[TEXT EXCERPT]:
◇ ◇ ◇ ◇ ◇

Marion Rodgers, “Mencken: the American Iconoclast” (2005) – “Send a maniac to catch a maniac,” as the phrase went in one of my favorite childhood movies, “Demolition Man” (which I think still holds up quite well). The writer to “catch” Henry Louis Mencken in biography form, by that standard, would have to be a prose wizard and critical to the point of scabrousness. Alas, in this biography, the task is taken up by a journeyman writer whose attitude towards her subject is mostly one of hero worship.
Do people still think much about Mencken? An article recently said Matt Taibbi thinks of himself as a Mencken figure, which is a complicated claim I’m just going to leave alone. I thought about him well before I read much of him because his name was ubiquitous if you read much about American culture from a period roughly between 1920 and 1945 or so. It’s not an exaggeration to say that every American writer who came of age in that period wrote in Mencken’s shadow. From his perch at The American Mercury and The Smart Set, Mencken propelled American literary modernism into the spotlight through his criticism and curation. He was one of the most famous men in America during the Jazz Age, and young intellectuals the country over aped his hard-drinking, cigar-chomping style. He was also a working journalist and was famous for reporting on presidential campaigns and on the “Scopes Monkey Trial.” His linguistic work, “The American Language,” is highly respected.
It’s hard to explain much about Mencken’s career without going into detail about his politics, which is a problem because a lot of the contexts of what mattered to him were different back then. In fact, you could argue that as his context converged more with one we could recognize, the more he kicked against it, and the further he fell from his twenties heights.

◇ ◇ ◇ ◇ ◇

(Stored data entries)

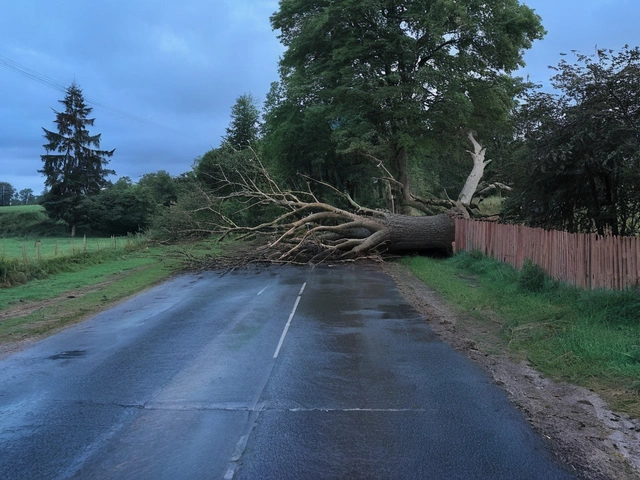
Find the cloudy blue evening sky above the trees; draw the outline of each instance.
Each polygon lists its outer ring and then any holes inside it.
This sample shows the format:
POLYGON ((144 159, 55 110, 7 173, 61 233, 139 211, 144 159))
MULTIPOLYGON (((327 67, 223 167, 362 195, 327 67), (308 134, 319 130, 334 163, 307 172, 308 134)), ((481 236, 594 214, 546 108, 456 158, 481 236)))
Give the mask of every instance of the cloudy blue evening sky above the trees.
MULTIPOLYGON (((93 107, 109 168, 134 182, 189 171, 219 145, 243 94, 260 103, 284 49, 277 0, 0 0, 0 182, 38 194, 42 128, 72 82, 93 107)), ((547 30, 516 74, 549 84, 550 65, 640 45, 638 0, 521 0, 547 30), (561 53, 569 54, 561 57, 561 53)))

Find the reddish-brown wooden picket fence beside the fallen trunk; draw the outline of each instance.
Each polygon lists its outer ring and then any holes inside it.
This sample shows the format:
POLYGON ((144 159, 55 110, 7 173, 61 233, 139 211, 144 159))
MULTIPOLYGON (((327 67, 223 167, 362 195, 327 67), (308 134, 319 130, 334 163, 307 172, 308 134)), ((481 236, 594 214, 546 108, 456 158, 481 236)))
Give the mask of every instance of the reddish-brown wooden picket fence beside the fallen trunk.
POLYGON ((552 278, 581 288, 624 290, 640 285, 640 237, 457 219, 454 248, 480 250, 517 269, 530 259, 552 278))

◇ ◇ ◇ ◇ ◇

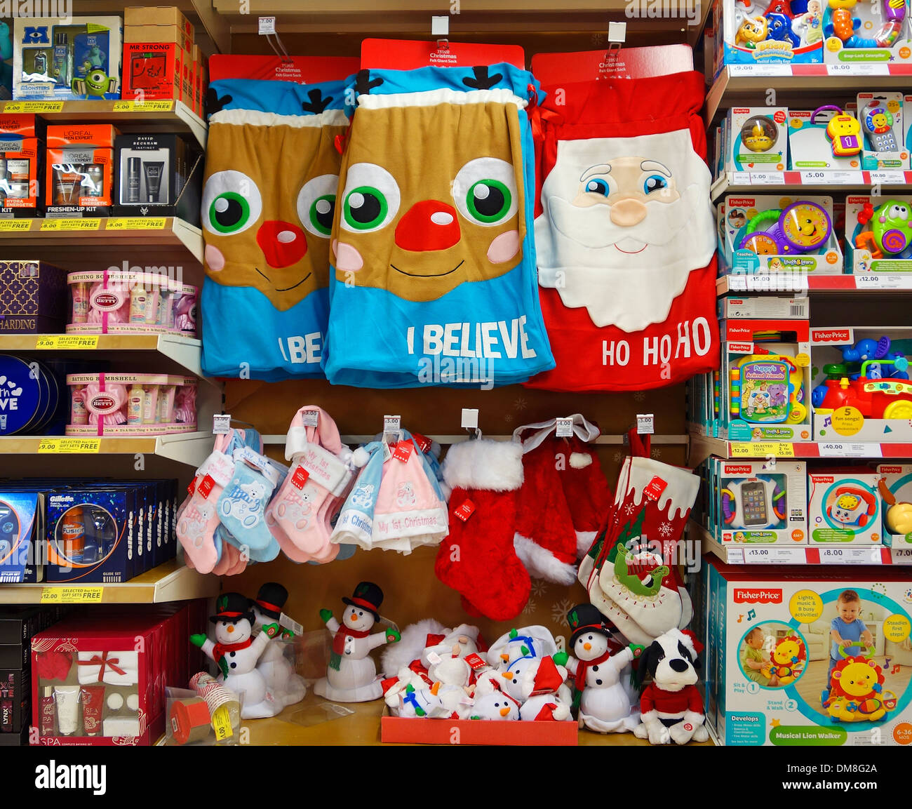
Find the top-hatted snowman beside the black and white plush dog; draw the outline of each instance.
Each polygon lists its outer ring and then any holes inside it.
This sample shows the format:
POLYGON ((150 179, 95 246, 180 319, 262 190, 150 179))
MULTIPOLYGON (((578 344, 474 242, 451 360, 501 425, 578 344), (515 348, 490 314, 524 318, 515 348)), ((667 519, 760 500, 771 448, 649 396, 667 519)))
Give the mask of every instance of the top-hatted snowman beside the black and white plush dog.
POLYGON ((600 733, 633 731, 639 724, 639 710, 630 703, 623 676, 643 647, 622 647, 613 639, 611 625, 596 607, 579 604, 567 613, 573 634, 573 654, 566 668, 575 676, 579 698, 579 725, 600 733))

◇ ◇ ◇ ◇ ◇

[THE PROBLEM]: Write out the stretch of the Mencken review from "It’s hard to" through "his twenties heights.", swapping "politics" for "political views". Base your work on the Mencken review alone.

[EXERCISE ANSWER]:
It’s hard to explain much about Mencken’s career without going into detail about his political views, which is a problem because a lot of the contexts of what mattered to him were different back then. In fact, you could argue that as his context converged more with one we could recognize, the more he kicked against it, and the further he fell from his twenties heights.